WHAT THE TASK ASKS: When you reproduce these records, keep every word exactly and drop the images.

• • • • • • •

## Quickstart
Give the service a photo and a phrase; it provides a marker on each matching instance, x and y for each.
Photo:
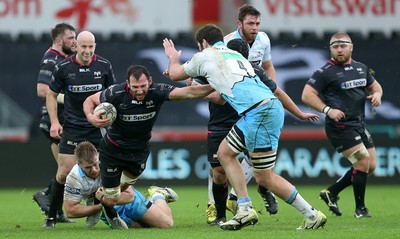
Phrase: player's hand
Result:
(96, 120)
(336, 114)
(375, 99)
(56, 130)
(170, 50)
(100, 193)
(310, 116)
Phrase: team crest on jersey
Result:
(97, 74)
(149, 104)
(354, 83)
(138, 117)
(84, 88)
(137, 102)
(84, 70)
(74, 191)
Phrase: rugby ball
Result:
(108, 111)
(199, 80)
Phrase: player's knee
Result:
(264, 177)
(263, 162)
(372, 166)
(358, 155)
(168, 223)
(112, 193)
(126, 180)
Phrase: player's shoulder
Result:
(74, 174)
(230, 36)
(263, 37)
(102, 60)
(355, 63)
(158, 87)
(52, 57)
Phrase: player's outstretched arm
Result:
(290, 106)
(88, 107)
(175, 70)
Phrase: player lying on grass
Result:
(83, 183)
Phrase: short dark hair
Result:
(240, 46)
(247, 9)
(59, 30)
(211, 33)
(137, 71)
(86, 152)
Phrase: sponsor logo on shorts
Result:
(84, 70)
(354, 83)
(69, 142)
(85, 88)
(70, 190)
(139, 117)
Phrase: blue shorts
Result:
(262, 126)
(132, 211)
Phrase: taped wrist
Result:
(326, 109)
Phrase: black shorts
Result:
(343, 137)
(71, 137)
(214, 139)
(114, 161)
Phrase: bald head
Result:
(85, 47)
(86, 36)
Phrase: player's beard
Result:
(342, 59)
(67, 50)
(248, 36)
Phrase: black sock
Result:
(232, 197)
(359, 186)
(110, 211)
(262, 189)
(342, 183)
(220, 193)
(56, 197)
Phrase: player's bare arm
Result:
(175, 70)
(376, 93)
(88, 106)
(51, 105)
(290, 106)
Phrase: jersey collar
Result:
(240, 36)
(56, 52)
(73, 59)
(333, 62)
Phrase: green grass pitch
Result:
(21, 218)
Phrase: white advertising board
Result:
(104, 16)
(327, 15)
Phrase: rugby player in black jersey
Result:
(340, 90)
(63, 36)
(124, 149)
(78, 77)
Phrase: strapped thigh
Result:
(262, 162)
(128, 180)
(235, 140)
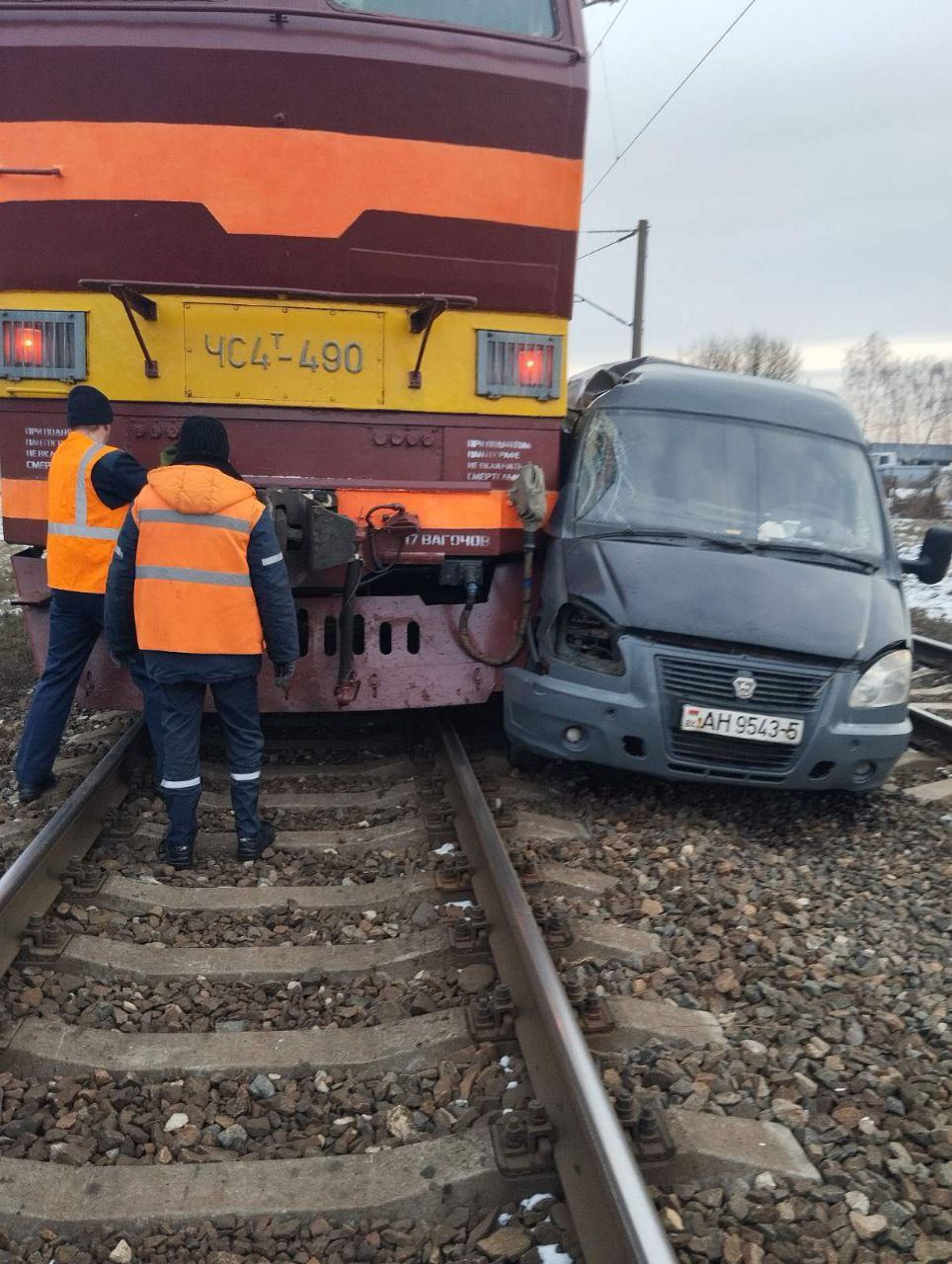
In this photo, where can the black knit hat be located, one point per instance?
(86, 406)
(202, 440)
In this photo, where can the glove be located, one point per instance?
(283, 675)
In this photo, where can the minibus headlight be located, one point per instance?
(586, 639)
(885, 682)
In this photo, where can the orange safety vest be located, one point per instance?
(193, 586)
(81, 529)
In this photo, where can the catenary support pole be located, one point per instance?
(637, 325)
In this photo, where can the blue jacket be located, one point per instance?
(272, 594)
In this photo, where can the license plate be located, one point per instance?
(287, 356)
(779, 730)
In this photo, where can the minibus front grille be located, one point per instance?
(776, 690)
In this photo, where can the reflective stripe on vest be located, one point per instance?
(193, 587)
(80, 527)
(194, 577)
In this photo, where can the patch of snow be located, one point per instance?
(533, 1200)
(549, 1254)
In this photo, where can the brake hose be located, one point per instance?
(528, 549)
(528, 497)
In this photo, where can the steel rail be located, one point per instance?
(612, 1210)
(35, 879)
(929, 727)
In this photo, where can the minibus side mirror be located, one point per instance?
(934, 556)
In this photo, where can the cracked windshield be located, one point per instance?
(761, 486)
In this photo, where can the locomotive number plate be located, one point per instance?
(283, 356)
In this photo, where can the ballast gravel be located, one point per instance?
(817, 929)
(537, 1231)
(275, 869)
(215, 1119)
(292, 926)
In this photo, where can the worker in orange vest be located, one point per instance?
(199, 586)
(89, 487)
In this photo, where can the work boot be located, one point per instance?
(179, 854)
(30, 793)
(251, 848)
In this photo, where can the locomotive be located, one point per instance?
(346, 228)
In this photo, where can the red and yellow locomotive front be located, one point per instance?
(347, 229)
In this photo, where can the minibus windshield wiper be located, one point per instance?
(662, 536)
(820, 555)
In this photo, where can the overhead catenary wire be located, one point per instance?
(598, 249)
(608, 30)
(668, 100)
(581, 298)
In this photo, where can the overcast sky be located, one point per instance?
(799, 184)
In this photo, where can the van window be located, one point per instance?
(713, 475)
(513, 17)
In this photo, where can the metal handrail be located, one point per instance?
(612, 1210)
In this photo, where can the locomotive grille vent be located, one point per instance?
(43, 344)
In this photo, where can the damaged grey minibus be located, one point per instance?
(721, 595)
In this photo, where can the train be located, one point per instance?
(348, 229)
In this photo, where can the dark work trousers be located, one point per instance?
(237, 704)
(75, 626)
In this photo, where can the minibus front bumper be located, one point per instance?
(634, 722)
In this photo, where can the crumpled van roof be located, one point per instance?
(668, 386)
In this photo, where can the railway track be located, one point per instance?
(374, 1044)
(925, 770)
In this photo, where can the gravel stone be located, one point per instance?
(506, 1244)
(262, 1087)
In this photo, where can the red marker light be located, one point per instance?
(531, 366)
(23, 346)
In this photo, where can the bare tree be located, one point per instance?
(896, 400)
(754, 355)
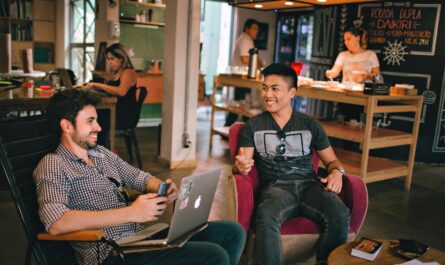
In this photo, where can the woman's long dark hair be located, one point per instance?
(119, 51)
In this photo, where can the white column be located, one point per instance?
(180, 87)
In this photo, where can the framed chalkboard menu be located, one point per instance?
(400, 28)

• • • • • • •

SOLUTION BELOW:
## Quickstart
Give the service a photo and a phrase; it provides a marker on each matching instance, x and y for each.
Photo:
Phrase: player's hand
Result:
(96, 120)
(336, 114)
(375, 99)
(56, 130)
(170, 50)
(100, 193)
(310, 116)
Phrase: team crest on jersey
Result:
(97, 74)
(149, 104)
(354, 83)
(138, 117)
(84, 88)
(137, 102)
(84, 70)
(74, 191)
Phrase: rugby ball
Result:
(108, 111)
(199, 80)
Phrase: player's knee
Result:
(264, 177)
(263, 162)
(372, 166)
(358, 155)
(168, 223)
(112, 193)
(126, 180)
Phrase: player's shoulder
Result:
(74, 174)
(230, 36)
(263, 37)
(102, 60)
(355, 63)
(158, 87)
(52, 57)
Phrase: player's outstretched arm
Result:
(290, 106)
(88, 107)
(175, 70)
Phrase: player lying on grass
Result:
(83, 183)
Phrase: short dark hair
Result:
(240, 46)
(247, 9)
(59, 30)
(211, 33)
(137, 71)
(86, 152)
Phrase: sponsor logo on shorts
Result:
(84, 70)
(354, 83)
(69, 142)
(85, 88)
(70, 190)
(139, 117)
Phrase: blue shorts
Result:
(262, 126)
(132, 211)
Phrase: taped wrist
Result:
(326, 109)
Phrase: black shorts
Result:
(343, 137)
(71, 137)
(214, 139)
(114, 161)
Phrase: bald head
Result:
(85, 47)
(86, 36)
Phrase: player's beard
Result:
(342, 59)
(67, 50)
(248, 36)
Phrase: black sock
Result:
(232, 197)
(359, 186)
(110, 211)
(262, 189)
(342, 183)
(220, 193)
(56, 197)
Phrase: player's bare arm
Result:
(175, 70)
(376, 93)
(88, 106)
(51, 105)
(290, 106)
Phrase: jersey collar
Result:
(240, 36)
(56, 52)
(73, 59)
(333, 62)
Phrase: green grass pitch
Result:
(21, 218)
Phrase: white advertising board
Result:
(104, 16)
(327, 15)
Phrase: rugby player in black jersey
Result:
(340, 90)
(63, 36)
(124, 149)
(78, 77)
Phrase: strapped thigh
Result:
(262, 162)
(128, 180)
(235, 140)
In this photo, where can the black knit hat be located, one point per instance?
(86, 406)
(202, 440)
In this photo, where can the glove be located, one point per instance?
(283, 675)
In this photo, where can the minibus headlight be located, one point per instance?
(586, 639)
(885, 682)
In this photo, where can the orange safety vest be located, one point per instance?
(193, 586)
(81, 529)
In this photo, where can the catenary support pole be located, one point per instance?
(637, 325)
In this photo, where can the blue jacket be located, one point per instance?
(272, 594)
In this photo, where can the license plate be located, one point per instance?
(287, 356)
(779, 730)
In this photo, where can the minibus front grille be located, one point per instance?
(776, 690)
In this photo, where can the reflective stripe on vest be located, one point per instance?
(193, 587)
(80, 527)
(194, 577)
In this photo, where can the patch of snow be located, one point per instance?
(533, 1200)
(549, 1254)
In this photo, where can the brake hose be located, one point per instance?
(528, 549)
(528, 497)
In this photo, where can the steel rail be located, one point per instance?
(612, 1210)
(35, 879)
(929, 727)
In this photo, where can the minibus side mirror be located, one point per instance?
(934, 556)
In this photo, where can the cracked windshield be located, one point per instance?
(761, 486)
In this photo, where can the locomotive number plate be located, one point per instance?
(283, 356)
In this photo, where can the ballast gravel be located, one point per instance?
(817, 929)
(537, 1231)
(275, 869)
(215, 1119)
(292, 926)
In this photo, where can the worker in orange vest be located, one point per instance?
(199, 586)
(89, 487)
In this photo, where can the work boot be located, one point per instance?
(179, 854)
(30, 793)
(251, 848)
In this photo, where can the locomotive be located, one point per instance?
(346, 228)
In this photo, where can the red and yellow locomotive front be located, one point per instance?
(347, 229)
In this photo, where can the minibus windshield wiper be located, one point per instance?
(662, 536)
(820, 555)
In this photo, where can the overhead catenary wire be located, one point per instance?
(598, 249)
(608, 30)
(668, 100)
(581, 298)
In this photo, where can the overcast sky be located, one point per instance?
(799, 184)
In this photo, where can the van window be located, one point per instance?
(713, 475)
(513, 17)
In this photo, where can the metal handrail be located, one point per instance?
(612, 1210)
In this photo, where can the locomotive grille vent be located, one point per instance?
(43, 344)
In this photo, where can the damaged grey minibus be located, one point per instance?
(721, 595)
In this photo, where can the train be located, one point per instance?
(348, 229)
In this photo, where can the dark work trousers be located, one point per instance?
(237, 704)
(75, 626)
In this photo, where can the minibus front bumper be located, one point per instance?
(634, 722)
In this photo, where can the crumpled van roof be located, one point per instance?
(668, 386)
In this photo, where can the railway track be located, one point per instance?
(374, 1044)
(925, 770)
In this photo, where can the gravel stone be located, one point per instance?
(506, 1244)
(262, 1087)
In this photo, where can the red marker light be located, one point per instance?
(531, 366)
(23, 346)
In this photo, where can the bare tree be located, one point per instance?
(896, 400)
(754, 355)
In this photo, where can the woman's long dark hair be located, one point per instance?
(119, 51)
In this photo, where can the white column be located, one point per instance?
(180, 87)
In this photo, where can the framed chalkboard menu be located, one point per instance?
(400, 28)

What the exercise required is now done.